Given instruction: Convert the stretch from the line containing "Reviewer note: every instance of the paved" through the end of the material into a JSON list of strings, one string per line, with blank lines omitted.

-- -- --

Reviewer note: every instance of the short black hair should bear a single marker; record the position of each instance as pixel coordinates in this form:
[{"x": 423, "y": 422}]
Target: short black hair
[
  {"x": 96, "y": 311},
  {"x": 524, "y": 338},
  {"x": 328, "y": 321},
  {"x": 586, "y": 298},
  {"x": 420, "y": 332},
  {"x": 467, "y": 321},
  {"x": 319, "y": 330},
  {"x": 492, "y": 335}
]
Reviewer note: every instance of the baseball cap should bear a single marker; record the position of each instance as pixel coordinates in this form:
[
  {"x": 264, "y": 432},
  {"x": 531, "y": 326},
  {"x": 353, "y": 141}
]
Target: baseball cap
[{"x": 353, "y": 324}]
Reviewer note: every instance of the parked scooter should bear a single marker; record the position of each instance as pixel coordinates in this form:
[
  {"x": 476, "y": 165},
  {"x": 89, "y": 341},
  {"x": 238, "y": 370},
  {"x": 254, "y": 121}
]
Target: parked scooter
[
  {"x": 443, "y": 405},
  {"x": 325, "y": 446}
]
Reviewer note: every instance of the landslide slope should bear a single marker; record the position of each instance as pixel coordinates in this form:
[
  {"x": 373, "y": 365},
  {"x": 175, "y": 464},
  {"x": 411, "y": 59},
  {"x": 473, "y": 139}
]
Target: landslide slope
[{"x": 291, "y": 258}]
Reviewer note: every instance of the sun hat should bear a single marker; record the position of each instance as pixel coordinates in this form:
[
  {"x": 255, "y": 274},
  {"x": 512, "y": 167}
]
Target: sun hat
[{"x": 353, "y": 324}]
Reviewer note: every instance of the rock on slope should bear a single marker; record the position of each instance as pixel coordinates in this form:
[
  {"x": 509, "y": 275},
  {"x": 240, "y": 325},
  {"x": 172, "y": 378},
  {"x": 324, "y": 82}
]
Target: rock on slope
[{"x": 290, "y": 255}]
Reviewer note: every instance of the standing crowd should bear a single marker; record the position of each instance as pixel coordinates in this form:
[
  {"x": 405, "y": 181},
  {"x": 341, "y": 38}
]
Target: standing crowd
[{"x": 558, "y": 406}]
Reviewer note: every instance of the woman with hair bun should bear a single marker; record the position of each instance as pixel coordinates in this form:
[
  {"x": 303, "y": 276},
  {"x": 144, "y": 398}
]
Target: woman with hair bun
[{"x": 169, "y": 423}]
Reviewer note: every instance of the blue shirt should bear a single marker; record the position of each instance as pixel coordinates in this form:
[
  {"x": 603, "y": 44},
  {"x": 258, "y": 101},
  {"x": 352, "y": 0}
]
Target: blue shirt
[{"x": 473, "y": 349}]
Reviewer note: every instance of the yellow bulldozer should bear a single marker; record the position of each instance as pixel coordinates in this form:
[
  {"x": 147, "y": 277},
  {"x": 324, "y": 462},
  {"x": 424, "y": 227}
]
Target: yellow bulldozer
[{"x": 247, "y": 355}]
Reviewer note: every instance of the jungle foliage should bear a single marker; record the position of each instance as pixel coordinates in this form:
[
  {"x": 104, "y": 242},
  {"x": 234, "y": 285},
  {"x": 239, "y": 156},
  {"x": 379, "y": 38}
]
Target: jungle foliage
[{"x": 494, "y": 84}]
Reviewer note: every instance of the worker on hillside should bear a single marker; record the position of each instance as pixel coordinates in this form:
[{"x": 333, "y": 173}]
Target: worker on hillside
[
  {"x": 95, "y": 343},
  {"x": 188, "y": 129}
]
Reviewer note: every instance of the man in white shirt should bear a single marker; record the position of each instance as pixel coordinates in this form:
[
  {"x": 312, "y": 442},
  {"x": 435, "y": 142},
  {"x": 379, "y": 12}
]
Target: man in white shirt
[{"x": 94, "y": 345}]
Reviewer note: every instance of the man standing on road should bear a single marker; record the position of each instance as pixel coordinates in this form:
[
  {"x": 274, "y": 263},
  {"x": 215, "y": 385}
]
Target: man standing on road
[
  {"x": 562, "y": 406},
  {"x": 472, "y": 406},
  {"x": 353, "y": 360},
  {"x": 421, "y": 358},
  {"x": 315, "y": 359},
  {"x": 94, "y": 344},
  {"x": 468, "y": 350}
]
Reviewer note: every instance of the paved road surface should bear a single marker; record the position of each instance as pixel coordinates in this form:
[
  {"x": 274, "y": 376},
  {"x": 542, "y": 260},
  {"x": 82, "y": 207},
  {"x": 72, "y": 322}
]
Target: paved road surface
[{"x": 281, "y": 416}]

-- -- --

Response:
[
  "Reviewer note: every instance of the paved road surface should bear a single marker; record the position of each instance as pixel coordinates in this form:",
  "[",
  "  {\"x\": 274, \"y\": 376},",
  "  {\"x\": 542, \"y\": 260},",
  "  {\"x\": 82, \"y\": 207},",
  "  {\"x\": 72, \"y\": 322}",
  "]",
  "Target: paved road surface",
  "[{\"x\": 281, \"y\": 416}]"
]